== Records to use ==
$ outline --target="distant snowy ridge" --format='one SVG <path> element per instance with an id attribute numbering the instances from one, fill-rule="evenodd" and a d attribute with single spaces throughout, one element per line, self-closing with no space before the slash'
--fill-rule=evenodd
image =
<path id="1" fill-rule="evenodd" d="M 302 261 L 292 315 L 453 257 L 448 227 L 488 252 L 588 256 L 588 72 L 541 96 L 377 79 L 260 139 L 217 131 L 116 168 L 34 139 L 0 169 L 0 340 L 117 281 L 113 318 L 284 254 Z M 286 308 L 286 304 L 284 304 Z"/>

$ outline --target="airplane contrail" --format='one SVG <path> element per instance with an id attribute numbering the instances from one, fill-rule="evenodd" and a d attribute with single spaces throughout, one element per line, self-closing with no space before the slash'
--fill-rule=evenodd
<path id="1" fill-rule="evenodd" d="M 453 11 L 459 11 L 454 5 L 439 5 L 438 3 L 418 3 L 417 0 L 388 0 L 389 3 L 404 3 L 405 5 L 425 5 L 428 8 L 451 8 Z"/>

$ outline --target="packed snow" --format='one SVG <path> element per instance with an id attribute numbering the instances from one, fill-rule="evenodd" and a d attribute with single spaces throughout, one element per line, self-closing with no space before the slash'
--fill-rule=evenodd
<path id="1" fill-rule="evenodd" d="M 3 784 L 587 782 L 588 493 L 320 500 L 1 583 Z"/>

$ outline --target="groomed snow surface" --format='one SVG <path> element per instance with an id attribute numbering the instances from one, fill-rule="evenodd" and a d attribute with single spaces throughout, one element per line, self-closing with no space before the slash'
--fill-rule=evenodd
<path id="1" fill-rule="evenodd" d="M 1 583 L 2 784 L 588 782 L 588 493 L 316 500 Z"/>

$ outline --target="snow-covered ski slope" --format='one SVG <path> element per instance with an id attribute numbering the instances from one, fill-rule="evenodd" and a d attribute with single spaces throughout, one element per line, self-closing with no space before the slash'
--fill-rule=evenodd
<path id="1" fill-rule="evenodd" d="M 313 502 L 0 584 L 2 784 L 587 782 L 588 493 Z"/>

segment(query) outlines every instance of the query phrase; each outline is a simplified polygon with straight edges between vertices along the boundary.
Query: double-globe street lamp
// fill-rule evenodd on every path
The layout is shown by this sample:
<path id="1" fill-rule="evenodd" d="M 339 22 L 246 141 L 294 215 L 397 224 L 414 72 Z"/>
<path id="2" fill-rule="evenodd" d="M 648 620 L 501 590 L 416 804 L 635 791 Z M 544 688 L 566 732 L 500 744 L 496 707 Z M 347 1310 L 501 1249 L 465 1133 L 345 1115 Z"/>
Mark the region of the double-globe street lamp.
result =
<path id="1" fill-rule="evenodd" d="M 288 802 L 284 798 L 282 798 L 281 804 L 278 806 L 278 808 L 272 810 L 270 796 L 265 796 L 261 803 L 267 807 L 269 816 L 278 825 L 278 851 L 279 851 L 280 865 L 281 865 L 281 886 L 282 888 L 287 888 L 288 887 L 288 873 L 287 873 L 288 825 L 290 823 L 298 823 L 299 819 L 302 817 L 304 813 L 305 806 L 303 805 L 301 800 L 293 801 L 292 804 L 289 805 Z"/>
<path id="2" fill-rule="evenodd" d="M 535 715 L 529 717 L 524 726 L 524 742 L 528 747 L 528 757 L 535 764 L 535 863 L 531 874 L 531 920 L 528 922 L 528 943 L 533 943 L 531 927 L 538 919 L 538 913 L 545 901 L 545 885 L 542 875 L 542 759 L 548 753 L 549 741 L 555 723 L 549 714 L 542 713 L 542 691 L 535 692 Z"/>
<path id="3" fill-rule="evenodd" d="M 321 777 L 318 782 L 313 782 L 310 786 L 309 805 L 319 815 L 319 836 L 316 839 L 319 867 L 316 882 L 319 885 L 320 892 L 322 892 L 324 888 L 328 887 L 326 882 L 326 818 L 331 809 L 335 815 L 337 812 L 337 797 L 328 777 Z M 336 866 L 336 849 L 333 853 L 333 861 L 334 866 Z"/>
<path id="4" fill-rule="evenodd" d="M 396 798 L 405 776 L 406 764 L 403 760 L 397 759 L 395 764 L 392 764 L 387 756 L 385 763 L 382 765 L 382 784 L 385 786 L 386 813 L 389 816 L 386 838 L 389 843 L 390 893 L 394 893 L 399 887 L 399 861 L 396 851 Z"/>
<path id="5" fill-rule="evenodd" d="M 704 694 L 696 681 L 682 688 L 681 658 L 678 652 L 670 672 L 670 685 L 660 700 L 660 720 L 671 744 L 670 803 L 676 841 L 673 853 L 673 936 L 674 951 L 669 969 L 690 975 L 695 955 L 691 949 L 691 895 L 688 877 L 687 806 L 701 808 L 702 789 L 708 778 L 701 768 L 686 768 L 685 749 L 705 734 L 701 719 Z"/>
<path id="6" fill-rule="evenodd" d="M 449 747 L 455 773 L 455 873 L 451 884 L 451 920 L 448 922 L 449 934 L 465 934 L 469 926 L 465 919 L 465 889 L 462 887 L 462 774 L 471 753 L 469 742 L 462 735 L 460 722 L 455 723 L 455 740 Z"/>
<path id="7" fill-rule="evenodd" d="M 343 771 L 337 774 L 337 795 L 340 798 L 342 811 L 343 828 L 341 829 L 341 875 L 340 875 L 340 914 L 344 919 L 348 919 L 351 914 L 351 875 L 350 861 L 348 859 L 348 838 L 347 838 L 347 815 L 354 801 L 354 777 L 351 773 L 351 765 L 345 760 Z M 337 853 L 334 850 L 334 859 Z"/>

== Directions for this task ==
Repeat all of the records above exactly as they appear.

== Response ==
$ outline --target="distant snowy ridge" --format='one SVG <path> element per instance with an id attribute numbering the instances from one, fill-rule="evenodd" and a d attribute with single spaces throughout, one element per line, self-closing with no space before the slash'
--fill-rule=evenodd
image =
<path id="1" fill-rule="evenodd" d="M 302 261 L 292 315 L 453 257 L 448 227 L 488 252 L 588 256 L 588 72 L 541 96 L 377 79 L 260 139 L 217 131 L 116 168 L 34 139 L 0 169 L 0 340 L 117 281 L 113 318 L 284 254 Z M 286 308 L 286 304 L 284 304 Z"/>

$ outline --target="airplane contrail" --format='one SVG <path> element per instance with an id attribute numbering the instances from one, fill-rule="evenodd" and a d attribute with single spaces throughout, one element per line, self-closing with no space before the slash'
--fill-rule=evenodd
<path id="1" fill-rule="evenodd" d="M 453 11 L 459 11 L 454 5 L 439 5 L 438 3 L 418 3 L 417 0 L 388 0 L 389 3 L 404 3 L 405 5 L 425 5 L 428 8 L 451 8 Z"/>

$ outline --target="packed snow" --format='one SVG <path> element per instance with an id attribute numbering the instances from one, fill-rule="evenodd" and a d attribute with single spaces throughout, one element per line, self-closing with no space before the slash'
--fill-rule=evenodd
<path id="1" fill-rule="evenodd" d="M 3 784 L 587 782 L 588 493 L 320 500 L 1 583 Z"/>

$ outline --target="groomed snow surface" --format='one SVG <path> element per instance with an id attribute numbering the instances from one, fill-rule="evenodd" and a d attribute with single spaces throughout, one element per line, self-closing with no space before the slash'
--fill-rule=evenodd
<path id="1" fill-rule="evenodd" d="M 1 583 L 2 784 L 588 782 L 588 493 L 316 500 Z"/>

$ outline --target="snow-covered ski slope" --format='one SVG <path> element per instance with an id attribute numbering the instances from one, fill-rule="evenodd" and a d attribute with single spaces throughout, one element per line, self-closing with no space before the slash'
--fill-rule=evenodd
<path id="1" fill-rule="evenodd" d="M 313 502 L 0 584 L 2 784 L 587 782 L 588 493 Z"/>

segment(query) outlines every instance of the query phrase; each outline is a simplified polygon with straight edges between vertices along the boundary.
Query: double-globe street lamp
// fill-rule evenodd on every path
The layout is shown by this sample:
<path id="1" fill-rule="evenodd" d="M 339 22 L 246 141 L 294 215 L 397 224 L 414 72 Z"/>
<path id="2" fill-rule="evenodd" d="M 648 620 L 501 590 L 416 804 L 635 791 Z M 544 688 L 566 732 L 500 744 L 496 707 Z M 347 1310 L 501 1249 L 465 1133 L 345 1115 Z"/>
Mark the region of the double-globe street lamp.
result =
<path id="1" fill-rule="evenodd" d="M 288 802 L 284 798 L 282 798 L 281 804 L 278 806 L 278 808 L 272 810 L 270 796 L 265 796 L 261 803 L 267 807 L 269 816 L 278 825 L 278 851 L 279 851 L 280 865 L 281 865 L 281 886 L 282 888 L 287 888 L 288 887 L 288 873 L 287 873 L 288 825 L 290 823 L 298 823 L 299 819 L 302 817 L 304 813 L 305 806 L 303 805 L 301 800 L 293 801 L 292 804 L 289 805 Z"/>
<path id="2" fill-rule="evenodd" d="M 535 715 L 529 717 L 524 726 L 524 742 L 528 747 L 528 757 L 535 764 L 535 863 L 531 874 L 531 920 L 528 922 L 528 943 L 533 943 L 531 927 L 538 919 L 538 913 L 545 901 L 545 885 L 542 875 L 542 759 L 548 753 L 549 741 L 555 723 L 549 714 L 542 713 L 542 691 L 535 692 Z"/>
<path id="3" fill-rule="evenodd" d="M 321 777 L 318 782 L 313 782 L 310 786 L 309 805 L 319 815 L 319 836 L 316 839 L 319 867 L 316 882 L 319 885 L 320 892 L 322 892 L 324 888 L 328 887 L 326 882 L 326 818 L 331 809 L 335 815 L 337 812 L 337 797 L 328 777 Z M 336 866 L 336 849 L 333 853 L 333 861 L 334 866 Z"/>
<path id="4" fill-rule="evenodd" d="M 396 798 L 405 776 L 406 764 L 403 760 L 397 759 L 395 764 L 392 764 L 387 756 L 385 763 L 382 765 L 382 784 L 385 786 L 386 813 L 389 816 L 386 838 L 389 843 L 390 893 L 394 893 L 399 887 L 399 861 L 396 851 Z"/>
<path id="5" fill-rule="evenodd" d="M 704 694 L 696 681 L 682 688 L 681 658 L 678 652 L 670 672 L 670 685 L 660 700 L 660 720 L 671 744 L 670 803 L 676 841 L 673 853 L 673 936 L 674 951 L 669 969 L 690 975 L 695 955 L 691 949 L 691 895 L 688 877 L 687 806 L 701 808 L 702 789 L 708 778 L 701 768 L 686 768 L 685 749 L 705 734 L 701 719 Z"/>
<path id="6" fill-rule="evenodd" d="M 449 747 L 455 773 L 455 873 L 451 884 L 451 920 L 448 922 L 449 934 L 465 934 L 469 926 L 465 919 L 465 889 L 462 887 L 462 774 L 471 753 L 469 742 L 462 735 L 460 722 L 455 723 L 455 740 Z"/>
<path id="7" fill-rule="evenodd" d="M 343 771 L 337 774 L 337 795 L 340 798 L 342 811 L 343 828 L 341 829 L 341 875 L 340 875 L 340 914 L 344 919 L 348 919 L 351 914 L 351 875 L 350 861 L 348 859 L 348 838 L 347 838 L 347 815 L 354 801 L 354 777 L 351 773 L 351 765 L 345 760 Z M 337 853 L 334 850 L 334 859 Z"/>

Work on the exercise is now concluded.